» REQUIRED WORK: Each entry that follows should be retyped in full and exactly.

» SOURCE DATA:
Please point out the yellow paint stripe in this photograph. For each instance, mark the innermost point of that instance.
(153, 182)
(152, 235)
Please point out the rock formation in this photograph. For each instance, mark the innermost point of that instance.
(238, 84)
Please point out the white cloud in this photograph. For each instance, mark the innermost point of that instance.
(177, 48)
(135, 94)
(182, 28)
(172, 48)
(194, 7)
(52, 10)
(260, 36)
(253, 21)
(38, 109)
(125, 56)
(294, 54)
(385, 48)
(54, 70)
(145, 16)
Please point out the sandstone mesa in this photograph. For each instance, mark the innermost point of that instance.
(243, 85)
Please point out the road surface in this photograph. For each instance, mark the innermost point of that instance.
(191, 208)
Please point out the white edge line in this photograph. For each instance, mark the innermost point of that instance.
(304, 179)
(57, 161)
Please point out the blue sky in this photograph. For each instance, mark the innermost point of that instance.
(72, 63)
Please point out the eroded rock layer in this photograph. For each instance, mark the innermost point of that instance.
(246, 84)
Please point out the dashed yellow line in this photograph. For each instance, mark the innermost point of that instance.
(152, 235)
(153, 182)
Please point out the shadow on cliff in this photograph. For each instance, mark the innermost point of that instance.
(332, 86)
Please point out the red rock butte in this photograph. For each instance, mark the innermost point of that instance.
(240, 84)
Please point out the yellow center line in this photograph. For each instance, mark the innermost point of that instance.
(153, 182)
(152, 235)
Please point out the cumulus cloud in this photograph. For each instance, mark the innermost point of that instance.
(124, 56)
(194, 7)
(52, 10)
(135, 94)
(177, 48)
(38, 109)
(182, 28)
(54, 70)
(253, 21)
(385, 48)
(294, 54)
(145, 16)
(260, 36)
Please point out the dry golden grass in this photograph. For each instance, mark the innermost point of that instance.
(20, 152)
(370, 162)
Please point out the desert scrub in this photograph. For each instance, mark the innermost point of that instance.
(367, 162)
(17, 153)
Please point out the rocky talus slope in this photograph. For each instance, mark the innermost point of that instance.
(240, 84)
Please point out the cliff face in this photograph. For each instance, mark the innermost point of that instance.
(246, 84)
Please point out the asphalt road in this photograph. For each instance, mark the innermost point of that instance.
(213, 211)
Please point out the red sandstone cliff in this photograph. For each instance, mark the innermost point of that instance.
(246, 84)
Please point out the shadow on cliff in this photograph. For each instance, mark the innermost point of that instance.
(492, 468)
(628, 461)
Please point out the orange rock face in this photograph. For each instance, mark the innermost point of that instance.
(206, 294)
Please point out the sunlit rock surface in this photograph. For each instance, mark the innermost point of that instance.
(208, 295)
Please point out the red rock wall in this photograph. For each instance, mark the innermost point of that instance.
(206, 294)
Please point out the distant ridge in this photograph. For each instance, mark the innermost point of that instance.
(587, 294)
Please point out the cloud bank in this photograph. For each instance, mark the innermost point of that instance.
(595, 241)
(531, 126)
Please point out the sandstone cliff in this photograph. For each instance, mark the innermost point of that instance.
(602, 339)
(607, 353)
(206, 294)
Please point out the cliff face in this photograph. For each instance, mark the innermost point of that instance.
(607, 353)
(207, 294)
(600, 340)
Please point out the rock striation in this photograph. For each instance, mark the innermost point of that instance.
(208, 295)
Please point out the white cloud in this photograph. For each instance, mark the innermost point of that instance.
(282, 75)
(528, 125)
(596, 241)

» RESPONSE AREA:
Please point out the yellow paint stripe in this photograph. For each instance, mark the innermost point of that instance.
(153, 182)
(152, 235)
Please point out the rock formation in this photograph. For each instance, mark the innermost point of that instance.
(238, 84)
Please point out the white cloud in this photograph. For each instance, mark the innermost point of that instance.
(177, 48)
(135, 94)
(182, 28)
(172, 48)
(194, 7)
(52, 10)
(260, 36)
(253, 21)
(38, 109)
(125, 56)
(294, 54)
(385, 48)
(54, 70)
(145, 16)
Please point out the sandstone mesa in this photograph. For each instance, mark the innermost point of that instance.
(243, 85)
Please point out the road surface in this photograph. For each instance, mark the innermost point of that instance.
(191, 208)
Please point out the white edge line in this photograph. For each instance, mark the innermost point of that instance.
(304, 179)
(57, 161)
Please point out the blue sky in this photograph. For each instance, mark the innermost point of that instance.
(72, 63)
Please point out the eroded rock layer in this photograph. For each instance, mark the innermost point of that instance.
(246, 84)
Please point out the dashed yellow line in this photograph. For each instance, mark the innermost point of that instance.
(152, 235)
(153, 182)
Please point out the shadow on cliff in this photograph. For each instance, mark the innermost point of that instance.
(332, 86)
Please point out the red rock butte in this photograph. For each instance, mark the innermost point of that instance.
(240, 84)
Please point out the yellow center line in this photograph. For each instance, mark the innermost point of that instance.
(153, 182)
(152, 235)
Please point out the cumulus cloud in this photograph. For each instance, mark the innermost point of that instance.
(124, 56)
(194, 7)
(52, 10)
(135, 94)
(177, 48)
(38, 109)
(182, 28)
(54, 70)
(253, 21)
(385, 48)
(294, 54)
(145, 16)
(260, 36)
Please point out the dry golden grass in this photograph. For each instance, mark the innermost point of that instance.
(20, 152)
(370, 162)
Please point out the desert scrub in this photograph. For each instance, mark the innermost point of that instance.
(367, 162)
(17, 153)
Please point out the rocky talus slope in this photograph. For each instance, mark the innermost point of that instance.
(240, 84)
Please point out the cliff face in this photograph. For each instance, mark the innermost point of that instance.
(246, 84)
Please point out the asphalt road in this photograph. For each instance, mark the innermost point of that instance.
(213, 211)
Please point out the red sandstone cliff in this photograph. For each instance, mark the innermost point of that instance.
(246, 84)
Please point out the shadow on cliff in this photograph. For each instance, mark the innermost point of that instance.
(492, 468)
(628, 461)
Please point out the orange rock face in this photograph. For each instance, mark the innermost point of that instance.
(206, 294)
Please point out the sunlit rock surface in this photograph. For each instance, mark the innermost point of that instance.
(208, 295)
Please point out the red rock wall in this photograph. For each instance, mark the innermost point of that instance.
(206, 294)
Please point out the distant ridge in this photograph. For each instance, mark the innermost point of that instance.
(587, 294)
Please point out the cloud bank in this photograph. For each instance, mark the innermost point of that instance.
(595, 241)
(531, 126)
Please point out the sandstone cliff in this photograph. For each instance, mark the innermost point of that instance.
(602, 339)
(607, 353)
(206, 294)
Please point out the cliff face in this photograph. For each instance, mark the innermost point of that instance.
(607, 353)
(207, 294)
(600, 340)
Please point out the rock striation in this photograph. For each instance, mark the innermost point of that instance.
(208, 295)
Please point out the white cloud in this photograph. For each instance, mark the innermost point of that instance.
(282, 75)
(528, 125)
(596, 241)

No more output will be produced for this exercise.